# Sand from a Saltwater tank



## STUD (Jan 27, 2005)

I'm buying a tank that a guy currently has setup for saltwater. I was thinking about keeping the sand he has in it already and using it for my piranhas when I put them in the tank. My question is will the sand be ok for my fish? I'm not into sand, so I have no clue if there is different types for fresh water versus saltwater aquariums. Just want to make sure the same sand can be used or if I should have him through it out before I get the tank. Thanks in advance.

Rod


----------



## manuelmedina (Oct 27, 2008)

STUD said:


> I'm buying a tank that a guy currently has setup for saltwater. I was thinking about keeping the sand he has in it already and using it for my piranhas when I put them in the tank. My question is will the sand be ok for my fish? I'm not into sand, so I have no clue if there is different types for fresh water versus saltwater aquariums. Just want to make sure the same sand can be used or if I should have him through it out before I get the tank. Thanks in advance.

To be done:
1. List every name or username that appears in the forum thread on saltwater tank sand.
2. Continue the forum thread on saltwater tank sand, starting right after its final line.

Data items
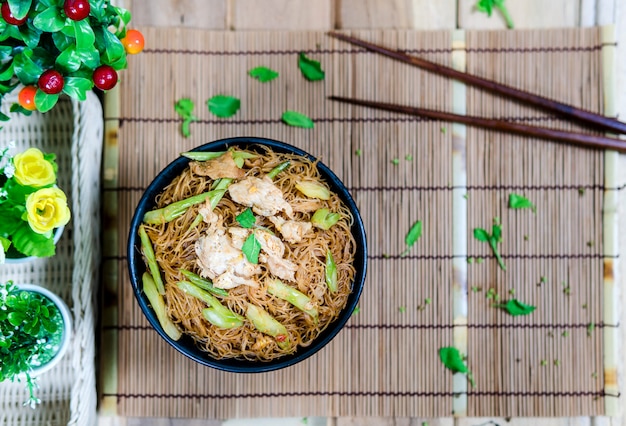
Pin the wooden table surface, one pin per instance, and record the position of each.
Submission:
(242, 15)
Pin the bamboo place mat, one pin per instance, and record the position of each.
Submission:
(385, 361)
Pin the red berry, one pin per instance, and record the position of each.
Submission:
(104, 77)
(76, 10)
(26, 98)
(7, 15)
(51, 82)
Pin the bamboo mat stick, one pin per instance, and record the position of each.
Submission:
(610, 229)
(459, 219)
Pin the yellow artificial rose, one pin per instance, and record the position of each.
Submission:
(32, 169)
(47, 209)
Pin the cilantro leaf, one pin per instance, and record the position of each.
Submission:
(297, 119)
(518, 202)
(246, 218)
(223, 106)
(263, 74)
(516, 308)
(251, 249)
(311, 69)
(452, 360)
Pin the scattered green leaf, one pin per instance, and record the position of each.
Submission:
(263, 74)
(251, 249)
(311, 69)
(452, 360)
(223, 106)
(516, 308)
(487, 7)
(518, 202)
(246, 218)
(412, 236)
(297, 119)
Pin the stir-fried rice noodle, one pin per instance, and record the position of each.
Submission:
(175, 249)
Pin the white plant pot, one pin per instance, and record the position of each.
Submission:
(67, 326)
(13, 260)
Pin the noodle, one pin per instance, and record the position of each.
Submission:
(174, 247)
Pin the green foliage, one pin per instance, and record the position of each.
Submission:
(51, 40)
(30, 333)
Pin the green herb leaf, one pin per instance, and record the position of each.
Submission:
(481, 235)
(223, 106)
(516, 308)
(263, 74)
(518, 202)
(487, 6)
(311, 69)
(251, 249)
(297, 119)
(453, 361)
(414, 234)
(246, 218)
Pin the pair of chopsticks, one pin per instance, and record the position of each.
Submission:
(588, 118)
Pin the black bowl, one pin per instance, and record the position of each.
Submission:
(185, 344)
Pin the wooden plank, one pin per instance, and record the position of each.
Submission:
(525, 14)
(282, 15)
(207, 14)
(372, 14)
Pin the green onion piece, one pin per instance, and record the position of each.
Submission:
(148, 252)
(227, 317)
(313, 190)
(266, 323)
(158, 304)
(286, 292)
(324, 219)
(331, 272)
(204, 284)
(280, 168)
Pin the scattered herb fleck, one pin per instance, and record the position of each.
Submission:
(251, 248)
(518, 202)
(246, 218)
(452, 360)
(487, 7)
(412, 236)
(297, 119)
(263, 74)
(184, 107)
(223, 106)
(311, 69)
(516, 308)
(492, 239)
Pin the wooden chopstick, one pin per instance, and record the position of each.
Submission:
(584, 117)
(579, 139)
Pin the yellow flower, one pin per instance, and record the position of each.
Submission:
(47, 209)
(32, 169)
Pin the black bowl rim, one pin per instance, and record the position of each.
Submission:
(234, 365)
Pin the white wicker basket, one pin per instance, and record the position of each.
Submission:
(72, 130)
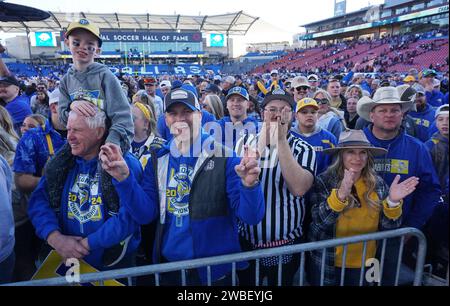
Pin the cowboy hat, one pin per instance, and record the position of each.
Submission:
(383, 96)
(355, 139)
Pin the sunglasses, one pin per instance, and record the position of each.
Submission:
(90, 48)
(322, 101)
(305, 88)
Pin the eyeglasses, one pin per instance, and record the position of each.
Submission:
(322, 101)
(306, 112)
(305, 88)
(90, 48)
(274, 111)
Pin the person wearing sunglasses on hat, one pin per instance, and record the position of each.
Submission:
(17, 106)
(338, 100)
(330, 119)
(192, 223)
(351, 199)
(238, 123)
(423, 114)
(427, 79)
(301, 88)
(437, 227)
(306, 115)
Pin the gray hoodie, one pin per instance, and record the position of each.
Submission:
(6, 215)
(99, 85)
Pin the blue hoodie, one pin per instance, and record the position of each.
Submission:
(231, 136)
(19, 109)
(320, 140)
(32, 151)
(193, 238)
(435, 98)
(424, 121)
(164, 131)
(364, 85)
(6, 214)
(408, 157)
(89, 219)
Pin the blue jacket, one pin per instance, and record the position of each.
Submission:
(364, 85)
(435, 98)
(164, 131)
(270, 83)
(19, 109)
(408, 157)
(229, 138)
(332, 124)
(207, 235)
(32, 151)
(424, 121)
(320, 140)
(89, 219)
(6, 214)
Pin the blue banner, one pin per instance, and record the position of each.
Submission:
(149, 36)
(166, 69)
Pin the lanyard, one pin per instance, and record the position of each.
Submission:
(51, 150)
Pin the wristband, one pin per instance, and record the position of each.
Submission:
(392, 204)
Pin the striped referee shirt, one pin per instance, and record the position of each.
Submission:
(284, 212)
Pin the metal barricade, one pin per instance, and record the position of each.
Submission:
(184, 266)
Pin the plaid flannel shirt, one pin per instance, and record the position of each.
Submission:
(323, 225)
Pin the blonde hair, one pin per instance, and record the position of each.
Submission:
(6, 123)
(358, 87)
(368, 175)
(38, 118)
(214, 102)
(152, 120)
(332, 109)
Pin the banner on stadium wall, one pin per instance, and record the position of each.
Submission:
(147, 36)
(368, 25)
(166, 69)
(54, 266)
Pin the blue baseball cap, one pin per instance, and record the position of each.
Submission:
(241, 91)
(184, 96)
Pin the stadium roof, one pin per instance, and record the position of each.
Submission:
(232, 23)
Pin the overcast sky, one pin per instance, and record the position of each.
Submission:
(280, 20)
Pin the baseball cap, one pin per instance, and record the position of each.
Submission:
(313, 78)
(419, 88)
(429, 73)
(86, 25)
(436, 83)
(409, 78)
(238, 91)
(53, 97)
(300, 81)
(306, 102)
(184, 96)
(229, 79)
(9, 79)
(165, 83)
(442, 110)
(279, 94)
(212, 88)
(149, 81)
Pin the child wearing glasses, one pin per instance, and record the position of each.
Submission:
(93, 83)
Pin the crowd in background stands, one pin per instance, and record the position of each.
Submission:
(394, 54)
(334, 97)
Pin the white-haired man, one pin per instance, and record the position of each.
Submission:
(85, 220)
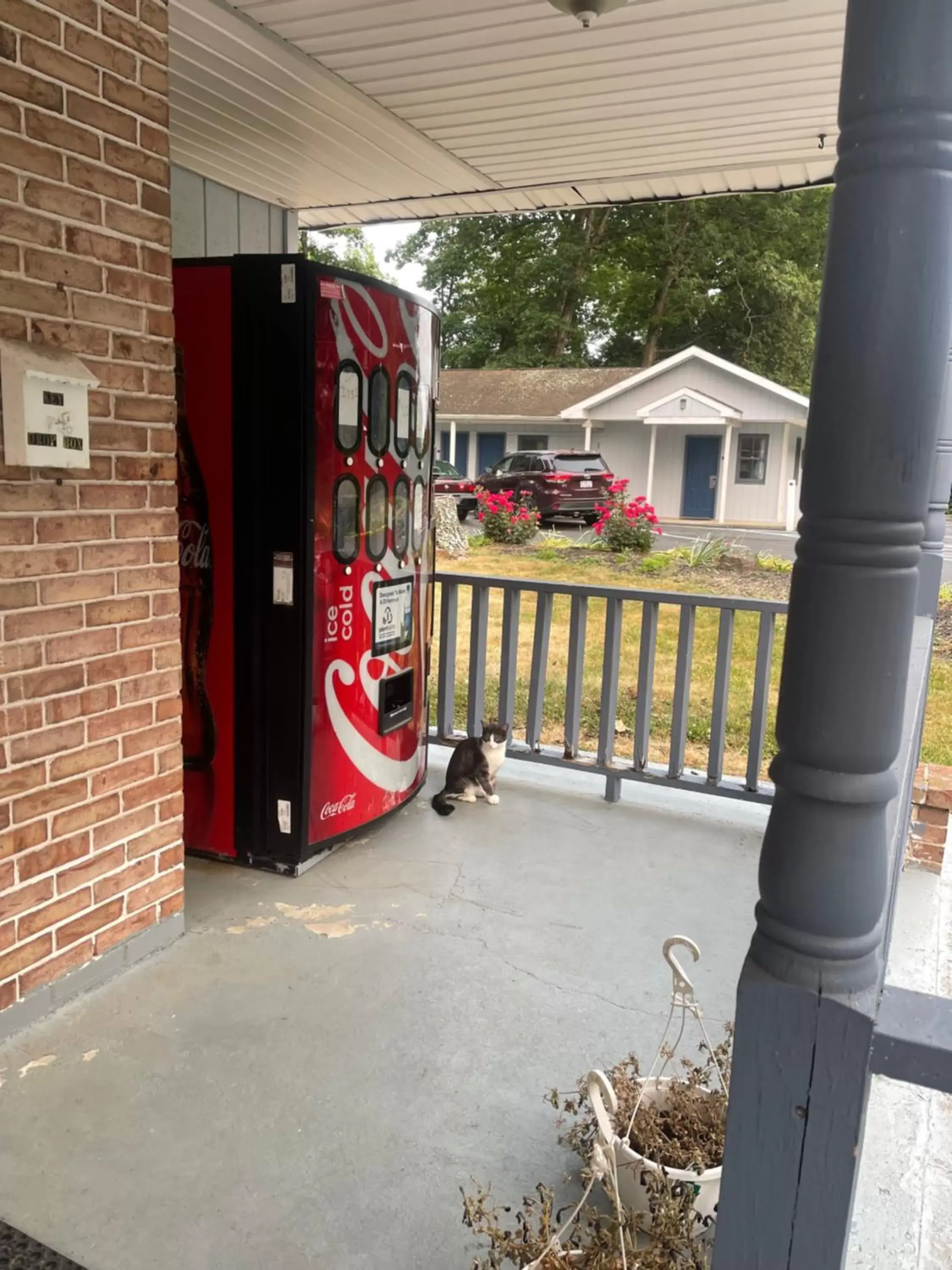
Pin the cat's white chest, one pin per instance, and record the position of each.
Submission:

* * *

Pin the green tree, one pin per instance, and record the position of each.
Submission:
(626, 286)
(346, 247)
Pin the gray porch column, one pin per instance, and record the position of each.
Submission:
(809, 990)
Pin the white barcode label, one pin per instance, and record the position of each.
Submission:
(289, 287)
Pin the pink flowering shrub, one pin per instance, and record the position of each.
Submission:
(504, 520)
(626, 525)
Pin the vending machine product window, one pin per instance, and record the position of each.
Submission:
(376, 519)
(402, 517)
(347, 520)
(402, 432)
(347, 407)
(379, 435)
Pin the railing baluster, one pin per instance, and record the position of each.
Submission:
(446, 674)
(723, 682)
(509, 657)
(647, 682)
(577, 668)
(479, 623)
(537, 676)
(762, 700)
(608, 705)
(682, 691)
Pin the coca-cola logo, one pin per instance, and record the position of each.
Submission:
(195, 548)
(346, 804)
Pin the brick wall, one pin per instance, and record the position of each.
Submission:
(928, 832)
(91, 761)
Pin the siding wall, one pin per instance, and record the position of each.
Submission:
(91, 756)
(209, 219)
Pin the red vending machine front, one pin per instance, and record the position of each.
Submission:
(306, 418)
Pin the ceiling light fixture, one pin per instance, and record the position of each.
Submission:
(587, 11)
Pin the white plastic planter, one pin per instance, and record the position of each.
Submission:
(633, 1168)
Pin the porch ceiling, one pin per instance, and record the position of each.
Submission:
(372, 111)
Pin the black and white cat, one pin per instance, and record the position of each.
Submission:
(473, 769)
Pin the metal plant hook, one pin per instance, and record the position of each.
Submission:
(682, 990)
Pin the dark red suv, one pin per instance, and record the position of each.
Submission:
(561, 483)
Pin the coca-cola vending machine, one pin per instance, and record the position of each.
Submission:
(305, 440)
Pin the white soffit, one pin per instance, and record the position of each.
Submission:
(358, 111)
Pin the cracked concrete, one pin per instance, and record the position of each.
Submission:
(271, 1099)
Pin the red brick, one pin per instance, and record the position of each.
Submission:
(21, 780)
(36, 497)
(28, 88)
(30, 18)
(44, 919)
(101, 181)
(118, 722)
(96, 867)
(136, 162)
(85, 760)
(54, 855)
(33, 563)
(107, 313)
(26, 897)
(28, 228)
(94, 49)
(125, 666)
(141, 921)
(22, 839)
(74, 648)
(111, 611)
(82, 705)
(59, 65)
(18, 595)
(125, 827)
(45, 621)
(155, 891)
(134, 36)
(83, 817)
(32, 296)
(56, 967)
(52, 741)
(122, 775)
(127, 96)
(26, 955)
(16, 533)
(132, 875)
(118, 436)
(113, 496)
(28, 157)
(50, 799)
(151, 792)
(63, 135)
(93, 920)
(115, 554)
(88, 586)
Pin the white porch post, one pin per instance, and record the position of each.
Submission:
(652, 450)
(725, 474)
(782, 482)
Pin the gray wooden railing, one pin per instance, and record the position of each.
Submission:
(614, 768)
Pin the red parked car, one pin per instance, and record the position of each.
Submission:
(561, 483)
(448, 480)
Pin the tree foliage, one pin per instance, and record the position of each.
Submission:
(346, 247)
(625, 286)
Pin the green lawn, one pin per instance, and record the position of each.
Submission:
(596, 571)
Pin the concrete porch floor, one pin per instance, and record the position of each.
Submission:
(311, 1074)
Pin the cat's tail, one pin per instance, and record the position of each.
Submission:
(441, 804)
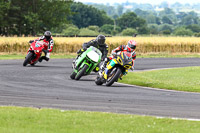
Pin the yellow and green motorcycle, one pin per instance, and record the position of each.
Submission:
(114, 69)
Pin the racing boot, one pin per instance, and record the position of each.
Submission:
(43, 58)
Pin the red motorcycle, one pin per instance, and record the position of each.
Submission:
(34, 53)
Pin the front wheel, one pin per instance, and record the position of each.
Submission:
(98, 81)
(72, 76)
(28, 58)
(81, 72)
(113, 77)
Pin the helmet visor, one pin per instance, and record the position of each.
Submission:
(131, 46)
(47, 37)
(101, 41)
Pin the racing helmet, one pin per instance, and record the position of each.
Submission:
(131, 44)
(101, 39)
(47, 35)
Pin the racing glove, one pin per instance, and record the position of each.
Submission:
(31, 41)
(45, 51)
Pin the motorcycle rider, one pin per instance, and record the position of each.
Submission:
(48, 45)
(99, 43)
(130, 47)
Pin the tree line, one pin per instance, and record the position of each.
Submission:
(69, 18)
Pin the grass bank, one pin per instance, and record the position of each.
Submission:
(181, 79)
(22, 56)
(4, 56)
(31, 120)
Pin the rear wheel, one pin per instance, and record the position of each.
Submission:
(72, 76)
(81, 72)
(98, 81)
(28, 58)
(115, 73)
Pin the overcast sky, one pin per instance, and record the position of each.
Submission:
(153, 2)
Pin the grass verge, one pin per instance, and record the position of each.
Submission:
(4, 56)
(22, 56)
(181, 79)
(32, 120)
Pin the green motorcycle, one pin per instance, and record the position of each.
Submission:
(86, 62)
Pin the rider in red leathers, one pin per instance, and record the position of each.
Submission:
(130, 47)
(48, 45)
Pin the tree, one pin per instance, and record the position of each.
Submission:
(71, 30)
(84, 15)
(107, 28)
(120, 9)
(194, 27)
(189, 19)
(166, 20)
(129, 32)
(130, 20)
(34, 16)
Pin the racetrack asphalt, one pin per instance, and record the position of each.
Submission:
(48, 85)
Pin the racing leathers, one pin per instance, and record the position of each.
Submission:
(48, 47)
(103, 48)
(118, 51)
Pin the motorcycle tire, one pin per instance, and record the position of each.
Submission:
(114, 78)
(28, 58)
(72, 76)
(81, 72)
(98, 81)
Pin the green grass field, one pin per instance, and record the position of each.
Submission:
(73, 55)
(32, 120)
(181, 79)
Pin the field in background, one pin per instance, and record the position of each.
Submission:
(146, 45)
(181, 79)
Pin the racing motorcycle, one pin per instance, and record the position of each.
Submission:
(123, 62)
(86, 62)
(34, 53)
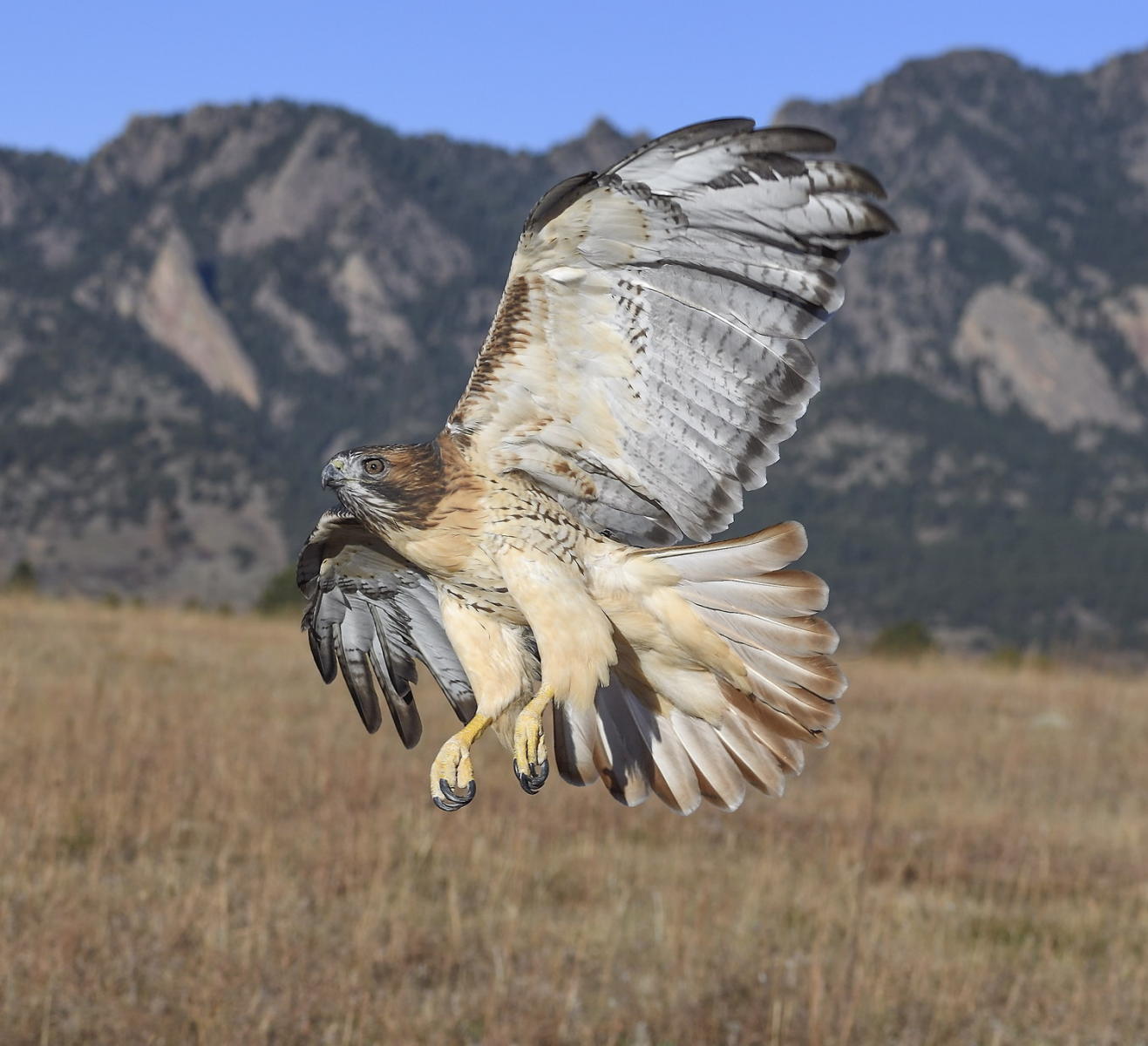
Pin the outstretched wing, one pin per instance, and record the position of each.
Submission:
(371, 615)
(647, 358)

==

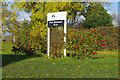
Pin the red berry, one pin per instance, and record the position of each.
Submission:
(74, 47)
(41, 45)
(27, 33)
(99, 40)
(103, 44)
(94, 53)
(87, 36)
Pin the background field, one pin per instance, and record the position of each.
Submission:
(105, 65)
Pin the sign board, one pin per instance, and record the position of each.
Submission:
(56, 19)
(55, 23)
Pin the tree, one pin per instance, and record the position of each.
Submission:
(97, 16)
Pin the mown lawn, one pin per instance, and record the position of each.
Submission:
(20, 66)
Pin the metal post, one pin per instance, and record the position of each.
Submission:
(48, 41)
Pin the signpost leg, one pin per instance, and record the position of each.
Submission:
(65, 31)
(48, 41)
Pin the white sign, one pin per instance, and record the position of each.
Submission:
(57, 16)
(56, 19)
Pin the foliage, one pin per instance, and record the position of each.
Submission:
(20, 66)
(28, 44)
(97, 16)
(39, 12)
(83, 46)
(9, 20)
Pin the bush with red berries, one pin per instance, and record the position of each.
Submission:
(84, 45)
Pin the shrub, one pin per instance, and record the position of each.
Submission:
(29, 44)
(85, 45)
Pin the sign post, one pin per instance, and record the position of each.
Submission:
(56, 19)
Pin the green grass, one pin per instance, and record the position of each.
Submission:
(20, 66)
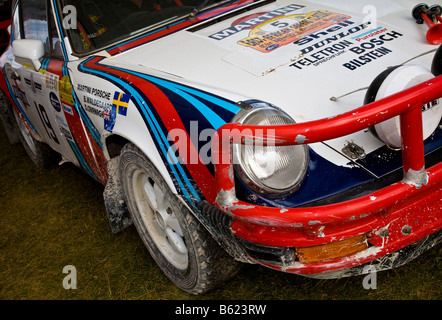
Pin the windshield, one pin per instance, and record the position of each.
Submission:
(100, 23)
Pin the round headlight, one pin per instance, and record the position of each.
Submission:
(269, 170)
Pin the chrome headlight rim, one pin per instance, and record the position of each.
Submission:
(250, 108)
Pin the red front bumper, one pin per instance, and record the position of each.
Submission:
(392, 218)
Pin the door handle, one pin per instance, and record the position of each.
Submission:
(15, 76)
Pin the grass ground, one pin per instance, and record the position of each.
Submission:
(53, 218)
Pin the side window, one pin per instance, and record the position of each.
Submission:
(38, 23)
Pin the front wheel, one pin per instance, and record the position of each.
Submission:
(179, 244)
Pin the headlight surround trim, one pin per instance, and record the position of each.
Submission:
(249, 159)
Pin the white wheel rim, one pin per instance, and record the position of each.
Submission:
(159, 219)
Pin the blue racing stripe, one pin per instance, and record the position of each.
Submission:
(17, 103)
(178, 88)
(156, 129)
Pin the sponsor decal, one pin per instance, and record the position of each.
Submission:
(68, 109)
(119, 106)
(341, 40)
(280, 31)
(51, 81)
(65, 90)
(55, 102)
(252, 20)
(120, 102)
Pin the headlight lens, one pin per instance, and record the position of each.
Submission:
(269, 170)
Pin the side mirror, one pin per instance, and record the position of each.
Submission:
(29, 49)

Answers for the tasks:
1. STUD, Rod, manuelmedina

2.
> 
> Rod


i am not quite sure if it's a good idea specially if it's crush coral that will increase your ph more then what's specified for your piranhas


----------



## lovemyreds (Feb 18, 2009)

dont think its worth the risk.how big is the tank?i always like to start a new clean slate across the board


----------



## STUD (Jan 27, 2005)

It's a 265. I'll probably just stick to river rocks like I've done in the past since I have plenty of them to take from my 240. Thanks


----------



## ChilDawg (Apr 30, 2006)

Good call. I wouldn't want to introduce all the salt and pH-raising goodies from SW substrate.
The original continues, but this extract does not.